I'm a freakin' saver with a goal.
I want to go on an awesome trip to Eastern Europe and explore my heritage, see the Ukrainian sunflowers in full bloom. But I don't want to only spend 2 weeks. I want to be gone for 2 months, or 3 months.... (I realize that isn't a very long trip for most of us wanderlusters). I want to ride the Trans-Siberian in the dead of winter across a frozen tundra whilst reading Anna Karenina. Maybe I'll explore Southeast Asia.
The stupid thing? I probably would have enough money now, but I want a sizable cushion upon my return - or just in case I want to extend my trip a month. I also know how fast the money goes once you're gone....you can never save too much.
But daaaaaaaaang 9-5, you are my mortal enemy, but I need you, at least for a little while longer.
I know there are more folks like me out there, probably you, if you've read this far. How are you making it? Where do you want to go?
But you do walk in that door, step into that elevator and sit at that desk. Because that is what you need to do right now.
I'm in a similar situation in that my job is also tedious and soul destroying.
It has the benefit of a really fantastic group of work mates but the role itself is very dull and I cannot stand the company I'm working for. I'm currently looking for a new role and really struggling to summon up the enthusiasm to convince another company to hire me - because I don't actually want another job; I want to be travelling.
I spent most of last year working and saving my pants off and had nearly reached my savings goal and was planning one last summer (ha!) in London before heading off for an open ended adventure.
Then two things happened: I got made redundant and I met my boyfriend.
Losing my job was luckily not too much of a set back financially but it did mean I had to alter my intended departure date by a couple of months.
Being in a relationship has completely thrown a spanner in the works.
Luckily my boyfriend wants to travel also. Unluckily he is only just at the very beginning of the saving process (in fact he's still paying off the last of his debt at the moment) and he's working towards a goal of being on the road and in Brazil for the football world cup in 2014. That's two whole years away!

→ WORK INSTRUCTIONS:
1) Please rewrite the travel-savings post starting with "I spent most" and going on through "open ended adventure.", replacing "London" with "Lisbon".
2) Condense the paragraph of the travel-savings post that begins "It has the benefit of a really fantastic group of work mates" into a shorter version that keeps its main facts.
3) Answer these questions from the travel-savings post, one answer per line:
(a) Which book does the writer want to read while riding the Trans-Siberian?
(b) What does the writer want to see in full bloom in Ukraine?
(c) Which event does the boyfriend aim to be in Brazil for, and in what year?
The records that come next are separate from the travel-savings post.

→ RECORDED INFORMATION:
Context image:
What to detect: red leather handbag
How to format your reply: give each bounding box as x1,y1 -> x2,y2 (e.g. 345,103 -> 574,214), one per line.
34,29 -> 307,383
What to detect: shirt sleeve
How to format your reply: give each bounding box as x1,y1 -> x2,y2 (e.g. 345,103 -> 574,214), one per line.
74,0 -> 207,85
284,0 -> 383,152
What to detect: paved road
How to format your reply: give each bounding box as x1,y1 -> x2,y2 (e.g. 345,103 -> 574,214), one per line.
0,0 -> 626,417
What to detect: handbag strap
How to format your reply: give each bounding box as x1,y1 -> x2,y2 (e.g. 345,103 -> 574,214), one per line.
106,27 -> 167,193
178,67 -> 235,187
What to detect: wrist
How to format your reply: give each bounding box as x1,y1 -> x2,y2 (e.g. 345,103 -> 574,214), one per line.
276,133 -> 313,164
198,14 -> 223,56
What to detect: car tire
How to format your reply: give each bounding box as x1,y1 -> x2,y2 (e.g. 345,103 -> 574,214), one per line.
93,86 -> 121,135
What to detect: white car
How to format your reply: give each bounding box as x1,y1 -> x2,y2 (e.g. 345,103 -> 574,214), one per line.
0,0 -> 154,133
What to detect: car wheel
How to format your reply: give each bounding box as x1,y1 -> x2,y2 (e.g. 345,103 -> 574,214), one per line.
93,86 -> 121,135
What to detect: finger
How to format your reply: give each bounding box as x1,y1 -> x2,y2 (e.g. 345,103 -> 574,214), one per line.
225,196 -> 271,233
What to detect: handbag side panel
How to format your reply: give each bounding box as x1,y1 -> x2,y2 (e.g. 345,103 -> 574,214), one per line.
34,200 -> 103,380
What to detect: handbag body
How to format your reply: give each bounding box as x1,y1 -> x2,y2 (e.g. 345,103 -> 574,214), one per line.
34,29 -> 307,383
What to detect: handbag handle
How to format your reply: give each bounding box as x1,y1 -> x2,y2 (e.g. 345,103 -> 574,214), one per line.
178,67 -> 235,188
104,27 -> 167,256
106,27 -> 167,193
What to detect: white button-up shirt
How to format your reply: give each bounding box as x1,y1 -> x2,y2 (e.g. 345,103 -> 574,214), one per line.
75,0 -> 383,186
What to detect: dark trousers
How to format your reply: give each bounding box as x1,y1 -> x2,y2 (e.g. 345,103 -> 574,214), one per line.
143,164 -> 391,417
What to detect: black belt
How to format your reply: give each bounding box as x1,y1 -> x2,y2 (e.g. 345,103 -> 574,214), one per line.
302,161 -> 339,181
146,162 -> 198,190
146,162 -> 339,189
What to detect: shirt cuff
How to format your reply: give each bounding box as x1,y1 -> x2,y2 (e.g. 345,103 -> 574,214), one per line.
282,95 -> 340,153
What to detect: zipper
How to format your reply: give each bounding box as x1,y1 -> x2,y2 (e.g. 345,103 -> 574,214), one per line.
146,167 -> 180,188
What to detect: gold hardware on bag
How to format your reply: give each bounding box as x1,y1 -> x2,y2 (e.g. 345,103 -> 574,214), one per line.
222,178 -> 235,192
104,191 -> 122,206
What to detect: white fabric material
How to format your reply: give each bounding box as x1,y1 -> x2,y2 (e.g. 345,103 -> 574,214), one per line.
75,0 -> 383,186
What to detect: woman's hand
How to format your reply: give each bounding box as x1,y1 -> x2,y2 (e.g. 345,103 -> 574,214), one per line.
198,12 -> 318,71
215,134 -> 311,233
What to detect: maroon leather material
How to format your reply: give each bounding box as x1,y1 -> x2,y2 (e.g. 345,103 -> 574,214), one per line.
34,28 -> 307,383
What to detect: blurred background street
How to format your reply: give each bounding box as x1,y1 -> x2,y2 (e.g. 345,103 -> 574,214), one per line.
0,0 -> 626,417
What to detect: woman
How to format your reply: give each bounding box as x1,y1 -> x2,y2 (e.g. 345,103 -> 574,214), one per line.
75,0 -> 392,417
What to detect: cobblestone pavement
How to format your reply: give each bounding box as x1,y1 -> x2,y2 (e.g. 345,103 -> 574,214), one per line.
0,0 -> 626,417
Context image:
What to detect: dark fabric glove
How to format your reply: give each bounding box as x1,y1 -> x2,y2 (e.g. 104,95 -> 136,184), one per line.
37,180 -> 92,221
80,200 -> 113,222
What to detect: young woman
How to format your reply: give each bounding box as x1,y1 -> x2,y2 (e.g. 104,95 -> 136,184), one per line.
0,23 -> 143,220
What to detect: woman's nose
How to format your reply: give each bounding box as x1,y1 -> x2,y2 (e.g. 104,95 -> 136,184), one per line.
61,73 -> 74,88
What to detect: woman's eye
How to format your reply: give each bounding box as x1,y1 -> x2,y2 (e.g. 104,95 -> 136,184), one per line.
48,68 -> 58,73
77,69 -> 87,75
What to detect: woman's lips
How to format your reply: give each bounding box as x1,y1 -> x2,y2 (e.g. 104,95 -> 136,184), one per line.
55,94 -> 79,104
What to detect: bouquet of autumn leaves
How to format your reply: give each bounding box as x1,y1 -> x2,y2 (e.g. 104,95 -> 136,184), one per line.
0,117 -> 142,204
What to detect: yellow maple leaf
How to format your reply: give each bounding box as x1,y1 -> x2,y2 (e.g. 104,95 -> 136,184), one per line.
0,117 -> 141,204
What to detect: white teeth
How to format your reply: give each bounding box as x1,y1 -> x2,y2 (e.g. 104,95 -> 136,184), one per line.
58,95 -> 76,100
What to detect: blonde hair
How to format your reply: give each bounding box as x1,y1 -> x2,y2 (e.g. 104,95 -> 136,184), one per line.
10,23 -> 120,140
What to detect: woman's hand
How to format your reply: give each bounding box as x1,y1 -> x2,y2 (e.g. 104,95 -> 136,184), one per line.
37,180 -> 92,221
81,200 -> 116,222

→ SOLUTIONS FOR EACH TASK:
1)
I spent most of last year working and saving my pants off and had nearly reached my savings goal and was planning one last summer (ha!) in Lisbon before heading off for an open ended adventure.

2) The job has great coworkers, but the role is dull and the company is unbearable. A new role is being sought, but finding the enthusiasm to convince another company is hard, because the real wish is to be traveling rather than to have another job.

3)
(a) Anna Karenina
(b) The Ukrainian sunflowers
(c) The football World Cup, in 2014